- Instruction
Pick out every line in the records below that contains the word "cloud", and copy each of those lines.

** BEGIN Data supplied **

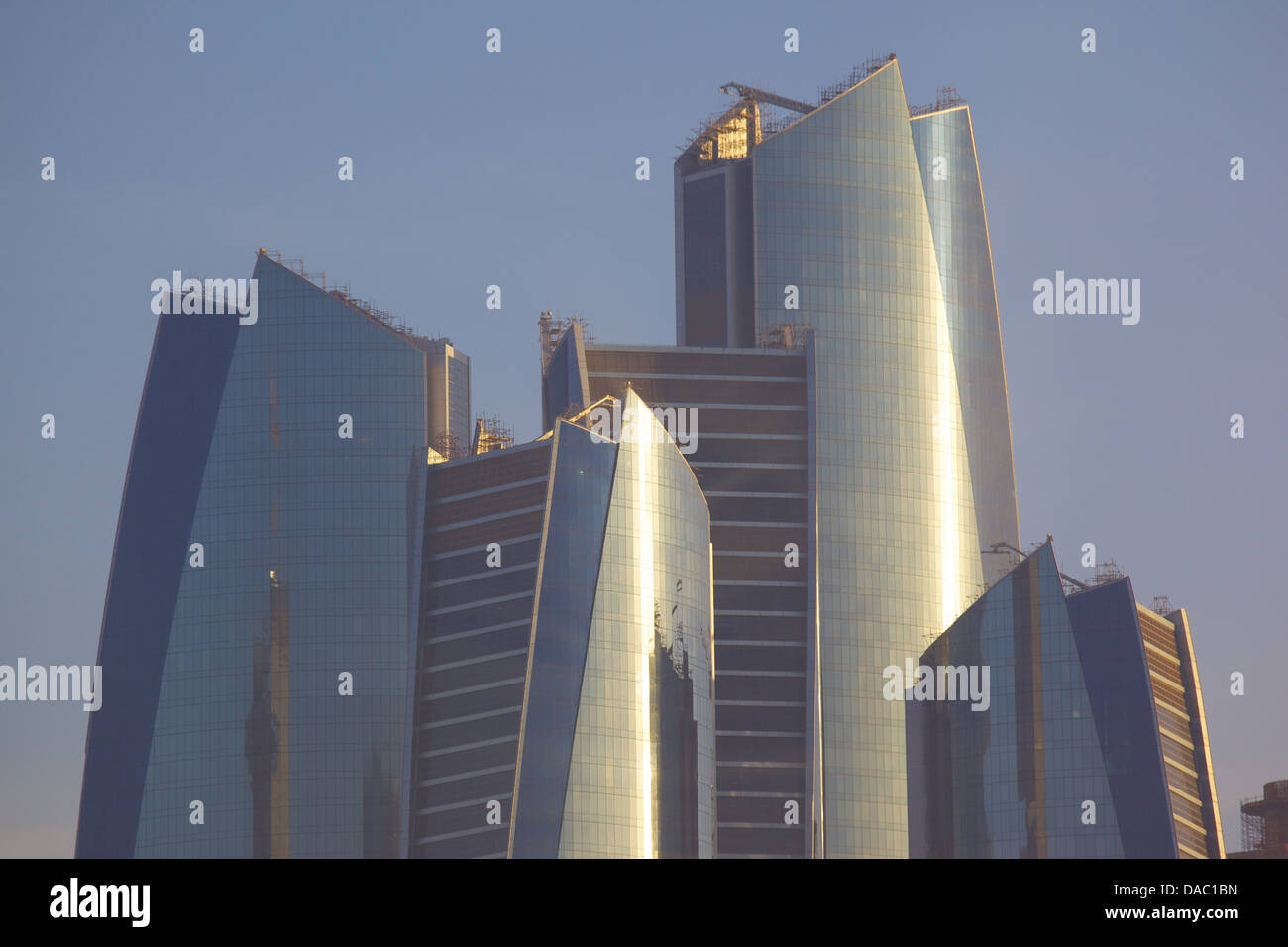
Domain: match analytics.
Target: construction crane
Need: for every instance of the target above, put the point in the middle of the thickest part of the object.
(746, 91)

** END Data supplied **
** BEGIN Data supplied **

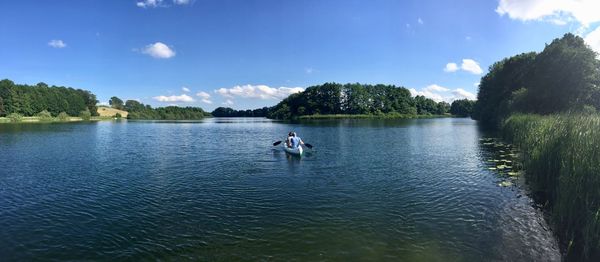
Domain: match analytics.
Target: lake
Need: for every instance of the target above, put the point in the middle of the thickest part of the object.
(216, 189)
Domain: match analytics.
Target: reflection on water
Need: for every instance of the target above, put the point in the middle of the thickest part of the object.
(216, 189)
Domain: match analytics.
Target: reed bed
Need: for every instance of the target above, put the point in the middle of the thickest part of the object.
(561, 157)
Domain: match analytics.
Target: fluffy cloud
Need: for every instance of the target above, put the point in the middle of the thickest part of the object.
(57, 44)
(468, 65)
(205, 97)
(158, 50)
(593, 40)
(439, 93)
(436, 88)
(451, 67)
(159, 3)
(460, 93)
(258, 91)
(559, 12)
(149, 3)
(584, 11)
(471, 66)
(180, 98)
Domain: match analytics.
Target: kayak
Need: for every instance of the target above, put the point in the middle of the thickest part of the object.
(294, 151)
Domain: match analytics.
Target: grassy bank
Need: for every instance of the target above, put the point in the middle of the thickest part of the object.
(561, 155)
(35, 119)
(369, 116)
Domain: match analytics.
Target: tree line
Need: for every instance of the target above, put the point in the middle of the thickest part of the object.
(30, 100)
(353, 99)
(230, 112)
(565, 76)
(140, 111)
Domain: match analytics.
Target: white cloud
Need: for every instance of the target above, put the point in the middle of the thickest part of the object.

** END Data supplied **

- Response to this task
Target: fluffy cloud
Target: white cloud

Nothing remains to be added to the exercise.